Exercise
Reproduce the records word for word from their first line through the line containing "39 69 L 38 68", including both ends, and omit the pictures.

Available data
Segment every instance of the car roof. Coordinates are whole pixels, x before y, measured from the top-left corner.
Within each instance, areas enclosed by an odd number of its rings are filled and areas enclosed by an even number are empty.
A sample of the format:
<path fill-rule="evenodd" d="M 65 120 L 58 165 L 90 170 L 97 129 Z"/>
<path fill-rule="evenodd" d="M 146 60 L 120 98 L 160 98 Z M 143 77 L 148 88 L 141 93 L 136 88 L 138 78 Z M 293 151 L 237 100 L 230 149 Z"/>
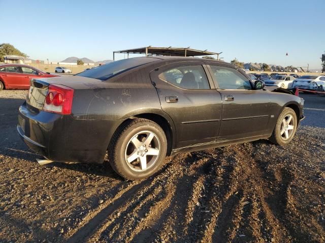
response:
<path fill-rule="evenodd" d="M 39 69 L 38 68 L 37 68 L 35 67 L 29 66 L 29 65 L 18 64 L 17 63 L 6 63 L 5 64 L 1 64 L 0 65 L 0 67 L 10 67 L 11 66 L 17 66 L 19 67 L 29 67 L 30 68 L 33 68 L 34 69 L 37 70 L 38 71 L 39 71 L 40 72 L 44 72 L 44 71 L 42 71 L 41 70 Z"/>

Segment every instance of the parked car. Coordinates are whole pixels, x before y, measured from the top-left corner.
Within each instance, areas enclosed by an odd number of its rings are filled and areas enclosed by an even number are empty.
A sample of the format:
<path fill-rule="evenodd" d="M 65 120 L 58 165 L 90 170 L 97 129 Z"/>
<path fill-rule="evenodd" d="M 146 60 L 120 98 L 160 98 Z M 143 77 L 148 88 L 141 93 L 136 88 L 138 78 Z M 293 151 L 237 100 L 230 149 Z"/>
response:
<path fill-rule="evenodd" d="M 55 68 L 55 72 L 61 72 L 64 73 L 71 73 L 71 70 L 69 68 L 67 68 L 64 67 L 57 67 Z"/>
<path fill-rule="evenodd" d="M 269 79 L 272 77 L 268 74 L 254 74 L 254 76 L 258 80 L 262 80 L 264 81 L 265 80 Z"/>
<path fill-rule="evenodd" d="M 292 88 L 307 90 L 325 91 L 325 76 L 305 75 L 295 80 Z"/>
<path fill-rule="evenodd" d="M 26 144 L 46 163 L 102 163 L 108 151 L 130 180 L 153 175 L 166 155 L 261 139 L 285 145 L 304 117 L 303 99 L 201 58 L 126 59 L 31 84 L 17 126 Z"/>
<path fill-rule="evenodd" d="M 270 76 L 271 76 L 271 77 L 273 77 L 273 76 L 276 76 L 277 75 L 280 75 L 280 74 L 277 72 L 272 72 L 271 74 L 270 74 Z"/>
<path fill-rule="evenodd" d="M 290 76 L 292 76 L 292 77 L 295 77 L 295 78 L 298 78 L 298 77 L 300 77 L 300 75 L 296 74 L 296 73 L 291 73 L 291 74 L 290 74 Z"/>
<path fill-rule="evenodd" d="M 257 78 L 254 75 L 252 74 L 251 73 L 247 73 L 247 74 L 250 77 L 250 78 L 252 80 L 257 80 Z"/>
<path fill-rule="evenodd" d="M 8 64 L 0 65 L 0 90 L 4 89 L 28 89 L 30 79 L 57 76 L 26 65 Z"/>
<path fill-rule="evenodd" d="M 292 89 L 294 80 L 295 78 L 292 76 L 277 75 L 264 82 L 267 86 L 277 86 L 283 89 Z"/>

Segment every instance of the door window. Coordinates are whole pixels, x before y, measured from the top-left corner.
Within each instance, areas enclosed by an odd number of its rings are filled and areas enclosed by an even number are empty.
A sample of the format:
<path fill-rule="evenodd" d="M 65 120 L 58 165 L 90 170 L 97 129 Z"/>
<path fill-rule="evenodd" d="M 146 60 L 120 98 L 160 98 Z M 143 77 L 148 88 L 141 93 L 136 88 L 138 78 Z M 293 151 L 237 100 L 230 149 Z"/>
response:
<path fill-rule="evenodd" d="M 251 90 L 250 82 L 237 70 L 230 67 L 211 66 L 212 73 L 222 90 Z"/>
<path fill-rule="evenodd" d="M 21 70 L 22 70 L 23 73 L 35 75 L 38 75 L 39 74 L 39 72 L 32 68 L 29 68 L 29 67 L 21 67 Z"/>
<path fill-rule="evenodd" d="M 201 65 L 174 67 L 161 73 L 158 77 L 183 89 L 210 89 L 207 75 Z"/>

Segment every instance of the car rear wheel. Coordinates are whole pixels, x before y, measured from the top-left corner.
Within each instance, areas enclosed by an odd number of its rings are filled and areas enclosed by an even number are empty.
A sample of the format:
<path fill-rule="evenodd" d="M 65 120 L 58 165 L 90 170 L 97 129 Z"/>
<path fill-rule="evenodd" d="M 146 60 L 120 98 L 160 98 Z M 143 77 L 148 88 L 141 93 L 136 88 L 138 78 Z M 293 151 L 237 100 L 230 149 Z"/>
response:
<path fill-rule="evenodd" d="M 146 119 L 127 122 L 117 131 L 108 149 L 113 170 L 128 180 L 148 177 L 161 166 L 167 140 L 160 127 Z"/>
<path fill-rule="evenodd" d="M 285 107 L 278 118 L 270 140 L 275 144 L 286 145 L 294 138 L 297 125 L 297 118 L 295 111 L 290 108 Z"/>

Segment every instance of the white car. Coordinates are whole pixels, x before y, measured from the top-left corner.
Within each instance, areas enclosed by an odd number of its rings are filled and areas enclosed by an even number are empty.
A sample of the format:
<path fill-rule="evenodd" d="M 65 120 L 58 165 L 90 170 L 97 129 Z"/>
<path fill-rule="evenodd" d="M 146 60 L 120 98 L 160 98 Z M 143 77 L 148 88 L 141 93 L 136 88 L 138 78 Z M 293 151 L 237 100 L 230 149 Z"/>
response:
<path fill-rule="evenodd" d="M 71 70 L 64 67 L 57 67 L 55 68 L 55 72 L 61 72 L 62 73 L 71 73 Z"/>
<path fill-rule="evenodd" d="M 265 80 L 266 86 L 277 86 L 283 89 L 292 89 L 295 77 L 287 75 L 276 75 Z"/>
<path fill-rule="evenodd" d="M 325 76 L 305 75 L 295 80 L 292 89 L 297 88 L 308 90 L 322 89 L 325 91 Z"/>

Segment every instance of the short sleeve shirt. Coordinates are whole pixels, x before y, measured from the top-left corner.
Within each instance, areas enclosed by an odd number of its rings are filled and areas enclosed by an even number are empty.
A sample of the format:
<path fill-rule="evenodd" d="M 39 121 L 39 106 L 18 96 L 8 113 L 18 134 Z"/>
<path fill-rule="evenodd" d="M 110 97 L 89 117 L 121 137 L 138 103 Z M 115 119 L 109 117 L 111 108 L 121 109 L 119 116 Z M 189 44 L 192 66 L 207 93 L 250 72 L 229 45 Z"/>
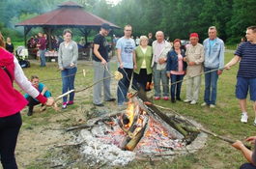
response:
<path fill-rule="evenodd" d="M 122 37 L 118 40 L 116 48 L 121 49 L 121 60 L 124 68 L 133 69 L 133 50 L 136 48 L 134 40 L 128 40 L 125 37 Z"/>
<path fill-rule="evenodd" d="M 100 34 L 97 34 L 94 39 L 94 43 L 100 44 L 98 51 L 102 56 L 102 58 L 104 58 L 104 60 L 108 62 L 108 50 L 107 50 L 108 42 L 105 37 L 101 36 Z M 95 54 L 93 54 L 93 59 L 97 62 L 101 62 L 101 60 L 99 59 Z"/>
<path fill-rule="evenodd" d="M 238 77 L 256 78 L 256 44 L 250 42 L 243 42 L 235 55 L 242 58 Z"/>

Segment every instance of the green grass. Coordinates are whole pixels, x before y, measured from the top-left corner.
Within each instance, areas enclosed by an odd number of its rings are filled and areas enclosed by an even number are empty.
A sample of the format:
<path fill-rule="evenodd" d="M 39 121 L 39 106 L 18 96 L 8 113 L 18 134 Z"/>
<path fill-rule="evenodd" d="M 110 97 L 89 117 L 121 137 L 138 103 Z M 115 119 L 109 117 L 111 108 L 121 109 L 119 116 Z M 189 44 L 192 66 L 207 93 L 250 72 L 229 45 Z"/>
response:
<path fill-rule="evenodd" d="M 228 63 L 233 58 L 232 53 L 225 53 L 225 63 Z M 79 61 L 78 61 L 79 63 Z M 176 103 L 171 103 L 165 100 L 156 100 L 154 103 L 162 105 L 165 107 L 171 107 L 176 112 L 179 112 L 185 117 L 195 120 L 200 123 L 205 128 L 220 134 L 222 136 L 228 137 L 230 139 L 236 140 L 240 139 L 244 141 L 244 139 L 250 135 L 255 135 L 255 127 L 252 123 L 254 120 L 254 112 L 252 108 L 252 101 L 247 99 L 247 112 L 249 115 L 248 124 L 244 125 L 240 122 L 241 109 L 239 105 L 239 100 L 235 97 L 235 84 L 236 75 L 238 71 L 238 65 L 232 67 L 230 70 L 224 70 L 218 78 L 217 86 L 217 99 L 216 107 L 214 109 L 210 109 L 209 107 L 201 107 L 200 104 L 203 102 L 204 95 L 204 76 L 202 76 L 201 92 L 199 97 L 199 103 L 196 105 L 190 105 L 189 103 L 184 103 L 177 101 Z M 43 83 L 49 88 L 53 97 L 61 95 L 61 79 L 60 71 L 56 71 L 58 69 L 57 64 L 48 64 L 46 68 L 40 68 L 38 65 L 32 64 L 31 68 L 24 69 L 24 73 L 27 77 L 31 74 L 37 74 L 40 76 L 41 80 L 46 80 Z M 83 89 L 93 83 L 93 67 L 90 62 L 82 63 L 78 65 L 78 71 L 80 72 L 82 69 L 89 70 L 87 76 L 84 77 L 82 74 L 77 74 L 75 77 L 75 88 Z M 117 63 L 111 65 L 112 72 L 117 70 Z M 16 87 L 16 85 L 15 85 Z M 92 89 L 91 89 L 92 90 Z M 112 93 L 116 97 L 116 93 Z M 149 93 L 150 96 L 154 92 Z M 185 81 L 183 83 L 182 88 L 182 99 L 185 98 Z M 76 111 L 81 111 L 82 104 L 92 104 L 92 98 L 86 96 L 84 92 L 83 97 L 75 98 L 76 101 L 80 104 L 75 104 L 71 108 L 76 109 Z M 114 108 L 115 109 L 115 108 Z M 22 129 L 31 129 L 31 127 L 40 127 L 47 126 L 49 120 L 52 116 L 58 115 L 53 109 L 47 109 L 49 112 L 38 113 L 32 117 L 23 116 L 23 126 Z M 94 111 L 93 109 L 91 111 Z M 164 110 L 166 111 L 166 110 Z M 84 112 L 85 114 L 88 112 Z M 60 115 L 61 116 L 61 115 Z M 43 118 L 44 122 L 38 122 L 38 118 Z M 67 127 L 74 120 L 70 121 L 58 121 L 56 123 L 63 124 Z M 48 153 L 45 156 L 50 156 Z M 79 155 L 78 155 L 79 157 Z M 72 156 L 70 160 L 73 160 Z M 162 159 L 160 161 L 154 161 L 152 164 L 150 159 L 144 161 L 133 161 L 126 167 L 114 167 L 114 168 L 133 168 L 133 169 L 144 169 L 144 168 L 239 168 L 239 166 L 245 162 L 243 155 L 240 151 L 235 150 L 229 143 L 222 140 L 214 138 L 209 135 L 208 141 L 206 143 L 205 149 L 199 151 L 196 154 L 189 154 L 185 156 L 178 157 L 174 161 L 169 161 L 168 159 Z M 47 163 L 43 163 L 43 166 Z M 37 168 L 39 165 L 37 162 L 32 162 L 28 168 Z M 80 166 L 80 165 L 79 165 Z M 85 166 L 84 166 L 85 167 Z M 40 168 L 40 167 L 39 167 Z M 86 167 L 85 167 L 86 168 Z M 104 167 L 103 167 L 104 168 Z"/>

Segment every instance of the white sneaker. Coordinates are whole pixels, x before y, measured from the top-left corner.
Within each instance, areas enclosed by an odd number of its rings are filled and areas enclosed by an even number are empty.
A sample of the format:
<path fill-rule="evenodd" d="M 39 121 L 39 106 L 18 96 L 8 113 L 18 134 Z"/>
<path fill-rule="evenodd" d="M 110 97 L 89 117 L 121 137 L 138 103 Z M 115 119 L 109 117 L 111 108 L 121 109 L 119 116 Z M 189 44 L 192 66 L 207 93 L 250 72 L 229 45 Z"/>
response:
<path fill-rule="evenodd" d="M 242 117 L 241 117 L 241 122 L 246 124 L 247 121 L 248 121 L 248 115 L 245 114 L 245 113 L 242 113 Z"/>
<path fill-rule="evenodd" d="M 204 107 L 204 106 L 206 106 L 206 105 L 207 105 L 206 102 L 204 102 L 204 103 L 201 104 L 202 107 Z"/>
<path fill-rule="evenodd" d="M 214 104 L 210 104 L 210 108 L 215 108 Z"/>
<path fill-rule="evenodd" d="M 196 104 L 197 103 L 197 101 L 195 101 L 195 100 L 192 100 L 191 102 L 190 102 L 190 104 Z"/>
<path fill-rule="evenodd" d="M 185 102 L 191 102 L 190 99 L 185 99 L 184 101 L 185 101 Z"/>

Response to this exercise
Segment every instance of the car roof. Coordinates are whole pixels, x before y, measured from the top-left corner.
Within each instance, areas enclosed by an odd number of its rings are filled and areas enclosed by an even number are empty.
A sample of the format:
<path fill-rule="evenodd" d="M 65 120 L 58 165 L 90 170 L 97 129 Z"/>
<path fill-rule="evenodd" d="M 146 60 L 120 98 L 160 98 Z M 143 77 L 148 88 L 141 93 L 136 88 L 138 78 Z M 293 151 L 237 100 L 230 149 Z"/>
response:
<path fill-rule="evenodd" d="M 39 69 L 38 68 L 37 68 L 35 67 L 29 66 L 29 65 L 18 64 L 17 63 L 6 63 L 5 64 L 1 64 L 0 65 L 0 67 L 10 67 L 11 66 L 17 66 L 19 67 L 29 67 L 30 68 L 33 68 L 34 69 L 37 70 L 38 71 L 39 71 L 40 72 L 44 72 L 44 71 L 42 71 L 41 70 Z"/>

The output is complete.